_What this task involves_
Convert the material below into a Markdown table with the columns "No." and "Text", one numbered row per line, skipping any blank lines.

— begin Material supplied —

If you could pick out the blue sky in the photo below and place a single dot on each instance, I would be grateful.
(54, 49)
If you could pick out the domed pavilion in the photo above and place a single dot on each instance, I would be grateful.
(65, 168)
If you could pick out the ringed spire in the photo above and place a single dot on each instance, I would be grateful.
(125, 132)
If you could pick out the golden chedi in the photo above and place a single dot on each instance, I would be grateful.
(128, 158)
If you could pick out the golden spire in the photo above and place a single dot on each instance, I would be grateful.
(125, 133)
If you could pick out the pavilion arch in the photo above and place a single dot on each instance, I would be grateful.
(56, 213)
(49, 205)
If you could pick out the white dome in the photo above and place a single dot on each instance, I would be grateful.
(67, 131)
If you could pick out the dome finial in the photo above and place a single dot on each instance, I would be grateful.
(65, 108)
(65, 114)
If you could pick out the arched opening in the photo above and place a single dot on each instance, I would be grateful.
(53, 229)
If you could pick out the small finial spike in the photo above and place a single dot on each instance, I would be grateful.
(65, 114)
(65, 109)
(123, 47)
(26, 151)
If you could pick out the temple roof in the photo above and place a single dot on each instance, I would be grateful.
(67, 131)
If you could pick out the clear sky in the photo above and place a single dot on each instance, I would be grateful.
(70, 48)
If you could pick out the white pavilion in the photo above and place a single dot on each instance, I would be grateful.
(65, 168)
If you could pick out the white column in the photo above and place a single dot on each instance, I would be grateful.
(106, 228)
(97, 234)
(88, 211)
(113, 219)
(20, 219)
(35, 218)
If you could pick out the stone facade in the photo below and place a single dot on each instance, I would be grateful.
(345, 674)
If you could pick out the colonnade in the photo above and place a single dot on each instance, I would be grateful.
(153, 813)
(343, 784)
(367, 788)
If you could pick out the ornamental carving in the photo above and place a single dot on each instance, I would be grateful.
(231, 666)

— end Material supplied —

_Task output_
| No. | Text |
|---|---|
| 1 | If you could pick out the blue sky in the photo below and place a single dot on each instance, I would be grateful. |
| 2 | (54, 49) |
| 3 | If you could pick out the domed pavilion in the photo above and place a single dot on each instance, I would be grateful. |
| 4 | (65, 168) |
| 5 | If you could pick out the ringed spire in the photo above and place a single dot on each instance, I would be grateful. |
| 6 | (125, 132) |
| 7 | If you could pick out the golden chedi in the photo above and place a single dot on each instance, I would be grateful. |
| 8 | (128, 158) |
| 9 | If you could pick out the golden spire in the photo above and place a single dot on each instance, I would be grateful. |
| 10 | (125, 133) |
| 11 | If you could pick out the pavilion arch in the photo above and place a single dot on each instance, I would be grateful. |
| 12 | (56, 213) |
| 13 | (49, 205) |
| 14 | If you could pick out the white dome in the photo above and place a single dot on each instance, I would be grateful. |
| 15 | (67, 131) |
| 16 | If you could pick out the dome finial in the photo above and place a single dot on each instance, I would be grateful. |
| 17 | (65, 108) |
| 18 | (65, 114) |
| 19 | If you could pick out the arched opening in the photo above and place a single dot on each instance, I would be grateful. |
| 20 | (53, 229) |
| 21 | If you could pick out the small finial spike in the photo above and place a single dot on each instance, I would be grateful. |
| 22 | (65, 114) |
| 23 | (65, 109) |
| 24 | (123, 47) |
| 25 | (26, 151) |
| 26 | If you could pick out the temple roof in the photo above and place a single dot on each instance, I would be grateful. |
| 27 | (67, 131) |
| 28 | If you could pick out the clear sky in the photo above and place a single dot on each instance, I would be grateful. |
| 29 | (70, 48) |
| 30 | If you could pick out the white pavilion in the photo above and place a single dot on each instance, I would be grateful. |
| 31 | (65, 168) |
| 32 | If you could pick out the white column in the photo above and place a single dot on each instance, I would be grateful. |
| 33 | (106, 228) |
| 34 | (97, 234) |
| 35 | (88, 211) |
| 36 | (113, 219) |
| 37 | (20, 219) |
| 38 | (35, 218) |
| 39 | If you could pick out the stone facade in the photo below and place a single dot on each instance, I would be grateful. |
| 40 | (345, 674) |
| 41 | If you could pick out the colonnade in the photo above and place a single dot on each instance, I would be grateful. |
| 42 | (153, 813) |
| 43 | (343, 784) |
| 44 | (367, 788) |
| 45 | If you could pick out the ornamental carving in the photo above and place a single dot on each instance, I would be grateful. |
| 46 | (231, 666) |